# Records shown:

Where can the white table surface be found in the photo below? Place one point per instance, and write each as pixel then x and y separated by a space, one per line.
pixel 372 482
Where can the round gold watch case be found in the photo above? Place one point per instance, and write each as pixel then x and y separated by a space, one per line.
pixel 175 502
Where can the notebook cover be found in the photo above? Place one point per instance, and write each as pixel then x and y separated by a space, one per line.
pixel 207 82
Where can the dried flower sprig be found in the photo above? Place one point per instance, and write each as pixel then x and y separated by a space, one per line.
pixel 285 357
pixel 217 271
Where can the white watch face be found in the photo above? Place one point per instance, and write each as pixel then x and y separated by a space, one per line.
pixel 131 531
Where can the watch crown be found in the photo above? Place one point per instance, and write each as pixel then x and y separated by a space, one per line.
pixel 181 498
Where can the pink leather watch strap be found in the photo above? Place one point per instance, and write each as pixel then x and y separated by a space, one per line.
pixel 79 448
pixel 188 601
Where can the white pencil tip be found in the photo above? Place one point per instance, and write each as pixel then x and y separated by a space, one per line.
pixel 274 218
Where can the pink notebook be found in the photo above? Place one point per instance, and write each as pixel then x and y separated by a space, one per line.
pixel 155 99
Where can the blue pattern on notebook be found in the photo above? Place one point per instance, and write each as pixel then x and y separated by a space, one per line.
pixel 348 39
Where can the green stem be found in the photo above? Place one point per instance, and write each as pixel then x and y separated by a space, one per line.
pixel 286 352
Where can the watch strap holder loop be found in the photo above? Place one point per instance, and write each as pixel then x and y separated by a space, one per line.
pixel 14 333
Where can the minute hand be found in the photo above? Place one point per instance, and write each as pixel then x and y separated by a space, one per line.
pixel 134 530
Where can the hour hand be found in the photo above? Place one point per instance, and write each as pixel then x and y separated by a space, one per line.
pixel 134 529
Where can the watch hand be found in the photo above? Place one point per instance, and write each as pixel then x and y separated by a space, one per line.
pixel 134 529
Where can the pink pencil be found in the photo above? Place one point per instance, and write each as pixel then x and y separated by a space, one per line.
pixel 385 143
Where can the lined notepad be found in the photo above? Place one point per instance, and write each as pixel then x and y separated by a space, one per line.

# Task:
Recast every line of the material above as a JSON list of strings, one string per line, and leave out any blank lines.

# Result for this exercise:
[
  "Where can the white table surface be found in the photo below? Place one point per instance, and write each as pixel then x and y separated by a space, one per line.",
  "pixel 372 482",
  "Where can the round gold watch case be found in the photo above? Place one point per instance, and write each as pixel then x and y separated by a space, one per line.",
  "pixel 175 502",
  "Where can the notebook cover be found in the photo above? Place one point per instance, and write each as pixel then x and y separated by a space, one per line.",
  "pixel 207 82",
  "Where can the dried flower sprig be found in the photo above? Place one point per instance, and write each as pixel then x and y separated by a space, one per line.",
  "pixel 285 357",
  "pixel 217 271",
  "Where can the white watch face be found in the photo above? Place one point per instance, and write each as pixel then x and y separated by a space, one per line.",
  "pixel 131 531",
  "Where can the watch crown be found in the photo above? Place one point per instance, and write each as pixel then x and y separated by a space, one per line.",
  "pixel 181 498",
  "Where can the pink leather watch strap be found in the photo above? Place one point per instance, and write each as pixel then x and y separated by a space, one per line.",
  "pixel 79 448",
  "pixel 188 601",
  "Where can the white pencil tip be found in the photo above? Place one point per instance, and write each as pixel then x and y separated by a space, one per line.",
  "pixel 274 218",
  "Where can the pink notebook be found in the photo above? Place one point per instance, and write each as pixel then x and y separated by a space, one per line.",
  "pixel 155 99",
  "Where can the blue pattern on notebook be found in the photo above? Place one point per instance, and write each as pixel then x and y separated by a space, one per line.",
  "pixel 348 39",
  "Where can the green stem be found in the photo above? Place one point per instance, and write each as pixel then x and y separated by a space, one per line.",
  "pixel 286 352",
  "Where can the watch strap holder loop be found in the photo above? Place one point per instance, and write each as pixel then x and y separated by a space, one per line.",
  "pixel 14 333",
  "Where can the minute hand be found in the photo above? Place one point per instance, and write each as pixel then x and y separated by a space, one per line.",
  "pixel 134 530",
  "Where can the hour hand be found in the photo above? Place one point per instance, and write each as pixel then x and y separated by a space, one per line.",
  "pixel 134 529",
  "Where can the watch hand be found in the photo above? Place one point per instance, and write each as pixel then x and y separated by a space, one per line.",
  "pixel 134 529",
  "Where can the pink pencil be found in the photo above? Place one point per instance, and write each as pixel then x and y separated by a space, one per line.",
  "pixel 385 143",
  "Where can the lined notepad be found in the photo above? Place one point per instance, and write each as pixel then x and y separated by a space, one per line."
]